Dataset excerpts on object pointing
★ ★ ★ ★

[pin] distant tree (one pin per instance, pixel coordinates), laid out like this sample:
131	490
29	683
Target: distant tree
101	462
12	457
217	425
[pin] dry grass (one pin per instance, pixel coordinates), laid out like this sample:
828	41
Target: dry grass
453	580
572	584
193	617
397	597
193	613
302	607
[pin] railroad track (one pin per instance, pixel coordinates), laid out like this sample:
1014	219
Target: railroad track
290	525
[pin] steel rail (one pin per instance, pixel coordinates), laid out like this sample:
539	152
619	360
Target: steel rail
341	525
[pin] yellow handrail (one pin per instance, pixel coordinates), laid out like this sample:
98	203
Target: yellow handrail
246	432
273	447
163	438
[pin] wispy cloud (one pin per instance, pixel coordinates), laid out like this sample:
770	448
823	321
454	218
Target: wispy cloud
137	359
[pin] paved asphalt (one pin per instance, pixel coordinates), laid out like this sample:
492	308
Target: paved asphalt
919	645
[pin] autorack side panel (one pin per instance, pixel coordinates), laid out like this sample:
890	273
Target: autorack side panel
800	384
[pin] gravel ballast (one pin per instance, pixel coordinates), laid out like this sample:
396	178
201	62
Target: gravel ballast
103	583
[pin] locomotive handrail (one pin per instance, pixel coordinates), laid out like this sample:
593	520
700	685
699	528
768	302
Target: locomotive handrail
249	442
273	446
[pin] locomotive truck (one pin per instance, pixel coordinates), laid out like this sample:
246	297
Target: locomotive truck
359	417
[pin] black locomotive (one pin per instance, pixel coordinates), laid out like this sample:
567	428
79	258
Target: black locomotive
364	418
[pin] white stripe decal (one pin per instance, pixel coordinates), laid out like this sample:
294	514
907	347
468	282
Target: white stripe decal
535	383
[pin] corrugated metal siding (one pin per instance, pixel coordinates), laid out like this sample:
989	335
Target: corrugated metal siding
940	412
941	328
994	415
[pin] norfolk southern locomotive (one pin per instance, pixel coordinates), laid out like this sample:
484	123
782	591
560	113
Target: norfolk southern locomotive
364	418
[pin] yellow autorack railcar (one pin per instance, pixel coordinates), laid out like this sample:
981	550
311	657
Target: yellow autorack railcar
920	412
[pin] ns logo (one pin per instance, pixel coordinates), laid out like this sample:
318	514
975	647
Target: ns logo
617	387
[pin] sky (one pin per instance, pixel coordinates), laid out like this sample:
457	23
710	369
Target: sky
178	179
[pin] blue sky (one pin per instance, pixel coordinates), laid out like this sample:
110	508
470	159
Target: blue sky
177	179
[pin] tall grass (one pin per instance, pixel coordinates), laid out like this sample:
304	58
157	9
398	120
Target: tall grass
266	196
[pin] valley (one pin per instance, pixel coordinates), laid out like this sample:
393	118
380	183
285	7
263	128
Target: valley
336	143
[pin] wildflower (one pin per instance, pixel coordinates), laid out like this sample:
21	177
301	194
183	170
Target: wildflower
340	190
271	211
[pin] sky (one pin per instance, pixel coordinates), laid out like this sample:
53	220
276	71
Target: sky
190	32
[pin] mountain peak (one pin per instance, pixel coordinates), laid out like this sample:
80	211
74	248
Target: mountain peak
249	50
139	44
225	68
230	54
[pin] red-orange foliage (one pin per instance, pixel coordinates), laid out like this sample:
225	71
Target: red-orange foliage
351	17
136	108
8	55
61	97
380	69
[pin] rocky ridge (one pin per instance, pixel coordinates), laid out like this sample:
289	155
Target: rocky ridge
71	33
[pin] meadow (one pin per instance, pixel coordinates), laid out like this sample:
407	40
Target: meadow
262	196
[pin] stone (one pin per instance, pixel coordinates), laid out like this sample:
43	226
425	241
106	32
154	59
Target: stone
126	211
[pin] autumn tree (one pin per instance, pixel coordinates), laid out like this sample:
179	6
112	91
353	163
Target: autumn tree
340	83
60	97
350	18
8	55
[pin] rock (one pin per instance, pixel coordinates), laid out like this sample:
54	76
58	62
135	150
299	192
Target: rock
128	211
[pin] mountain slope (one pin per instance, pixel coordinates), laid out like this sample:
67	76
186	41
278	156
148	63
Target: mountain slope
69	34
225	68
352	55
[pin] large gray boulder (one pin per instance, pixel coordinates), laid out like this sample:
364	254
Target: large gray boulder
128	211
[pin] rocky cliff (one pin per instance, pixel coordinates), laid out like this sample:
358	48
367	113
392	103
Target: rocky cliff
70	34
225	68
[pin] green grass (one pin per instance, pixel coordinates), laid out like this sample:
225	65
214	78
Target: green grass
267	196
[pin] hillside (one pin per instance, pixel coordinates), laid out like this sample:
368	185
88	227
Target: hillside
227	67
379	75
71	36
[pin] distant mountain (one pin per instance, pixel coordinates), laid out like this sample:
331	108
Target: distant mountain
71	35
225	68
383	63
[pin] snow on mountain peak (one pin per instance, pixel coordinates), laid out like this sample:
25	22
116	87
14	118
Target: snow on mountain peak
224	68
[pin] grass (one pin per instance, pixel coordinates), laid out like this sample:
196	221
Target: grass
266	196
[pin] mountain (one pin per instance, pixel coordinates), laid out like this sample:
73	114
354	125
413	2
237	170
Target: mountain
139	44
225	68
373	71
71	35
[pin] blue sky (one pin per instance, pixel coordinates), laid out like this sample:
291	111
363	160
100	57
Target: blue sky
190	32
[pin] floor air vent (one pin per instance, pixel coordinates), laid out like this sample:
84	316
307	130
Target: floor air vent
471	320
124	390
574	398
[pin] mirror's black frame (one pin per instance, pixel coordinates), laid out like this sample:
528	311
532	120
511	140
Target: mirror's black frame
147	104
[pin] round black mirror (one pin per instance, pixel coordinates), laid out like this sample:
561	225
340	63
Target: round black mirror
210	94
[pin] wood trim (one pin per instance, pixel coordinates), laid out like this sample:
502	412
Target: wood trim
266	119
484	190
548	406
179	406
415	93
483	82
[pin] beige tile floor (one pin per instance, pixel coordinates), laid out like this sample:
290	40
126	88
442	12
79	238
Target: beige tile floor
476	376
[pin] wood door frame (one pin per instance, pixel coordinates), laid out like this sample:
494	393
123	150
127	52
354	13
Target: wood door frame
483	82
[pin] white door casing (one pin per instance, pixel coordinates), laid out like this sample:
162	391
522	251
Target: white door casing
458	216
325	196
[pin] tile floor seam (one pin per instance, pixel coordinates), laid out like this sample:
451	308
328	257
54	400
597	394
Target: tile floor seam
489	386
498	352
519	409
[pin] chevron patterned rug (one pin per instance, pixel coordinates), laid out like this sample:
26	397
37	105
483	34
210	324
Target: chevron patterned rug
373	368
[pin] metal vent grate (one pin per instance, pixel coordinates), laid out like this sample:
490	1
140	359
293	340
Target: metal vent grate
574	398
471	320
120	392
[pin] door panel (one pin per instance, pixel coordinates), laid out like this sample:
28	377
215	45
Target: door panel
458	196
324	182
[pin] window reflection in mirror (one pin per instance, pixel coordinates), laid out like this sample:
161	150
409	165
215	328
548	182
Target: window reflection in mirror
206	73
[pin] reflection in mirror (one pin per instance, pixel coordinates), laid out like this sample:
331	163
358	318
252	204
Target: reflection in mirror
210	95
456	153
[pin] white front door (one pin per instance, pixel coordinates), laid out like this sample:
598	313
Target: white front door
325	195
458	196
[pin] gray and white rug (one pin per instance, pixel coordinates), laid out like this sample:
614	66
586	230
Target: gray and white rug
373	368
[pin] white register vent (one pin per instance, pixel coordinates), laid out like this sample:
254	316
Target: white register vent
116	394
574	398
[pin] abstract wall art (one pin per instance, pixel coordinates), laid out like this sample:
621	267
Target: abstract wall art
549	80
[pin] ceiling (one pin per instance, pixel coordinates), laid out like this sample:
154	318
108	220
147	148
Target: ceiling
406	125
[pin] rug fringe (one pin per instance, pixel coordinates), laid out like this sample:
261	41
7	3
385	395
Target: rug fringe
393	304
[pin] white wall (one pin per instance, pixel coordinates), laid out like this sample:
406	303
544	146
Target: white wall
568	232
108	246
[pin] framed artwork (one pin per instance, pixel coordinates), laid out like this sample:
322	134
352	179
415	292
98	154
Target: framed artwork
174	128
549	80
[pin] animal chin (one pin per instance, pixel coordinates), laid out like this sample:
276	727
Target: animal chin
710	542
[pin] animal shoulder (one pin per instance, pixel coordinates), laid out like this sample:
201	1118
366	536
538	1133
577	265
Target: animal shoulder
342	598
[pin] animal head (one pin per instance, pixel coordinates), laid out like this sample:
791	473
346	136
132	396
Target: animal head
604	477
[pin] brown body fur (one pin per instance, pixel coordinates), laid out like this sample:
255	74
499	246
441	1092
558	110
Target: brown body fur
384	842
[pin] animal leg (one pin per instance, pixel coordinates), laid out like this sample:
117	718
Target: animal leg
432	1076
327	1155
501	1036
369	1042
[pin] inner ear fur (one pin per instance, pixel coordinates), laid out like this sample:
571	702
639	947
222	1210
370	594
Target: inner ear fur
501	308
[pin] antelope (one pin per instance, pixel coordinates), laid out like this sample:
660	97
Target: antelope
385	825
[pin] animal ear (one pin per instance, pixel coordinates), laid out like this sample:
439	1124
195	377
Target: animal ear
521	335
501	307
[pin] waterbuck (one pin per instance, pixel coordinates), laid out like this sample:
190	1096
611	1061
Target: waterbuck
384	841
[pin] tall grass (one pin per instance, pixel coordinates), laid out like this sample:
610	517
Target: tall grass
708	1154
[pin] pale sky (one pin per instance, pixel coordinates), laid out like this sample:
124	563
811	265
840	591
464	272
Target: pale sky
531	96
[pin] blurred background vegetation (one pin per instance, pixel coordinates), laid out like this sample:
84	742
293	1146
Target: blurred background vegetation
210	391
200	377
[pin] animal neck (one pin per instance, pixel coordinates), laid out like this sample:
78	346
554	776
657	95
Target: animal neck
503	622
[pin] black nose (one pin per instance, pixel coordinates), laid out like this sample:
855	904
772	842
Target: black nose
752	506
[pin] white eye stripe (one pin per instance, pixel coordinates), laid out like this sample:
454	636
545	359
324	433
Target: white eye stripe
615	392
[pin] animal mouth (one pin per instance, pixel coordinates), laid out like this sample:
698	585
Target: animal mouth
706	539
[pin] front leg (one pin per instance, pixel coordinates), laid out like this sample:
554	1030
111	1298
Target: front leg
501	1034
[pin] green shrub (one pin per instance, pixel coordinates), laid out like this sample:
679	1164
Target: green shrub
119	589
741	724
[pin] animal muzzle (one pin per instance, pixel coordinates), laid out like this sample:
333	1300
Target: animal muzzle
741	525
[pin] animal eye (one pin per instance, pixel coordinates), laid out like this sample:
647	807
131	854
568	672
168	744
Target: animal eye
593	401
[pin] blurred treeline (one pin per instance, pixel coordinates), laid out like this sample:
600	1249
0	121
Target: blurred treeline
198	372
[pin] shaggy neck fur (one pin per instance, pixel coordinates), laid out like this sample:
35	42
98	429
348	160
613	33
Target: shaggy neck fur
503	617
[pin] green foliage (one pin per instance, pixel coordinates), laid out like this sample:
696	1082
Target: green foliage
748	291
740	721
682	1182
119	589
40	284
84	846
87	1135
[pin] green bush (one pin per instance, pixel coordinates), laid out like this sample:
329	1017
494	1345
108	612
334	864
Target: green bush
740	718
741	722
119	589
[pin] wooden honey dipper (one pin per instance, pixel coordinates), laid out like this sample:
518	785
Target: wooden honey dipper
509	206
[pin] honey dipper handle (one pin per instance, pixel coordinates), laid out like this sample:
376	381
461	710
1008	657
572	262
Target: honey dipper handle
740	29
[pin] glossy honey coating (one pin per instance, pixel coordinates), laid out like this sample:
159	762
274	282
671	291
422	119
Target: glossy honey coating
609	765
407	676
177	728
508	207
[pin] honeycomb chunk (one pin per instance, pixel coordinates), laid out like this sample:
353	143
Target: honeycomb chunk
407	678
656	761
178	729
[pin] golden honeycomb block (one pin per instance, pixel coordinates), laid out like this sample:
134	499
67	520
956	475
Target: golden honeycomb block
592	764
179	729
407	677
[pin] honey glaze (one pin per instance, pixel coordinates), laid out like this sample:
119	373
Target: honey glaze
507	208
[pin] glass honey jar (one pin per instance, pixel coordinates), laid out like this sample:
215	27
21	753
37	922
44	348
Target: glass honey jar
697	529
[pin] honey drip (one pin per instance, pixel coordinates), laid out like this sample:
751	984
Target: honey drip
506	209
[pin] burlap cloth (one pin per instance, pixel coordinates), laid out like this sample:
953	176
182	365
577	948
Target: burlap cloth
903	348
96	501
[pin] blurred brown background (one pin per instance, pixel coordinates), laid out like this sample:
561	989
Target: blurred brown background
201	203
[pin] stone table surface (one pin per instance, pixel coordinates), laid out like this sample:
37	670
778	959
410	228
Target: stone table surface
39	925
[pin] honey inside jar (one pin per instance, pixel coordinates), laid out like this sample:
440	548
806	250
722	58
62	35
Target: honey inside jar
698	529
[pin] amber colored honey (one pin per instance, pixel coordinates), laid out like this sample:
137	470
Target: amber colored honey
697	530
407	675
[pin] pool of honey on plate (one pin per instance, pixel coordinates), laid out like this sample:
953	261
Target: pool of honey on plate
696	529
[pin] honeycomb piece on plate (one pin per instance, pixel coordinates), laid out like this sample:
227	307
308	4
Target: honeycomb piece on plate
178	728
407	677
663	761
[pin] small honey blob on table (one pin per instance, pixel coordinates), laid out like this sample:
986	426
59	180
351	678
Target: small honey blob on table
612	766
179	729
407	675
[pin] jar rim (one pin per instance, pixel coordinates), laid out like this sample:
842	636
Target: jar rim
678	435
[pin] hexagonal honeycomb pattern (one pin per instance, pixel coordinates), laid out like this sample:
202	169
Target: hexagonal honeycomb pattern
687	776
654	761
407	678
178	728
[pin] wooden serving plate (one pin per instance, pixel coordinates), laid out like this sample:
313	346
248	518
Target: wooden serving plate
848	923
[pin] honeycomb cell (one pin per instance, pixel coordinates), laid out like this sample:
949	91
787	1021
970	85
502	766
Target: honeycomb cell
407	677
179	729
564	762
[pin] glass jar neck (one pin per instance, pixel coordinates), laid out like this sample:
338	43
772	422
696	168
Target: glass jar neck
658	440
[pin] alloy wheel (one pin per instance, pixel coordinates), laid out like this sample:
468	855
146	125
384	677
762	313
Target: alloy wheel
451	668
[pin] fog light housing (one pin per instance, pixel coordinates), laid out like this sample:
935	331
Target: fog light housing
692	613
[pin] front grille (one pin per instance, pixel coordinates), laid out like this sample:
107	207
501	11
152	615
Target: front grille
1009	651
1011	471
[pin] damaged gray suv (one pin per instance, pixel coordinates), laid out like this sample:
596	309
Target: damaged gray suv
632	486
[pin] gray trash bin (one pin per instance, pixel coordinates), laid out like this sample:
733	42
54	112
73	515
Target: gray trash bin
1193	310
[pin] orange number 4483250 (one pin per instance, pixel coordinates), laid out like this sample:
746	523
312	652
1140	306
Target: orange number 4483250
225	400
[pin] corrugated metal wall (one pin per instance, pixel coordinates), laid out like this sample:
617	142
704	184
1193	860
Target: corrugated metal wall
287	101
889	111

★ ★ ★ ★

THE TASK
Transcribe exactly the line containing "[pin] hexagonal honeycomb" and all remaining lines of the material, ending with the last one.

REPLY TO THE TASK
[pin] hexagonal honeycomb pattern (one pin per instance, pixel coordinates), laid out like this sample:
202	169
Target: hexagonal honeycomb pattern
687	776
654	761
407	678
178	728
[pin] wooden serving plate (one pin per instance, pixel coordinates), laid out like this sample:
313	346
248	518
Target: wooden serving plate
848	923
[pin] honeycomb cell (one pin per instance, pixel coordinates), laid out like this sample:
949	91
787	1021
970	85
502	766
Target: honeycomb cell
407	677
179	729
564	762
[pin] glass jar neck (one pin per instance, pixel coordinates), laid out like this sample:
338	43
772	422
696	168
Target: glass jar neck
658	440
[pin] alloy wheel (one pin per instance, pixel coordinates), laid out like this sample:
468	855
146	125
384	677
762	313
Target: alloy wheel
451	668
[pin] fog light housing (one pin per instance, pixel coordinates), laid out like this sample:
935	331
Target: fog light housing
692	613
[pin] front grille (one pin per instance, pixel coordinates), laid out like this sample:
107	207
501	11
152	615
Target: front grille
1009	651
1011	471
[pin] damaged gray suv (one pin per instance, pixel coordinates), laid out like this sample:
596	309
Target: damaged gray suv
632	486
[pin] gray trash bin (one pin per instance, pixel coordinates), laid out like this sample:
733	42
54	112
73	515
Target: gray trash bin
1193	310
[pin] orange number 4483250 (one pin per instance, pixel coordinates), laid out like this sample:
746	523
312	652
1140	306
Target: orange number 4483250
225	400
[pin] corrugated metal wall (one pin per instance, pixel coordinates), laid out like this sample:
617	142
704	184
1193	860
Target: corrugated metal wall
287	101
889	111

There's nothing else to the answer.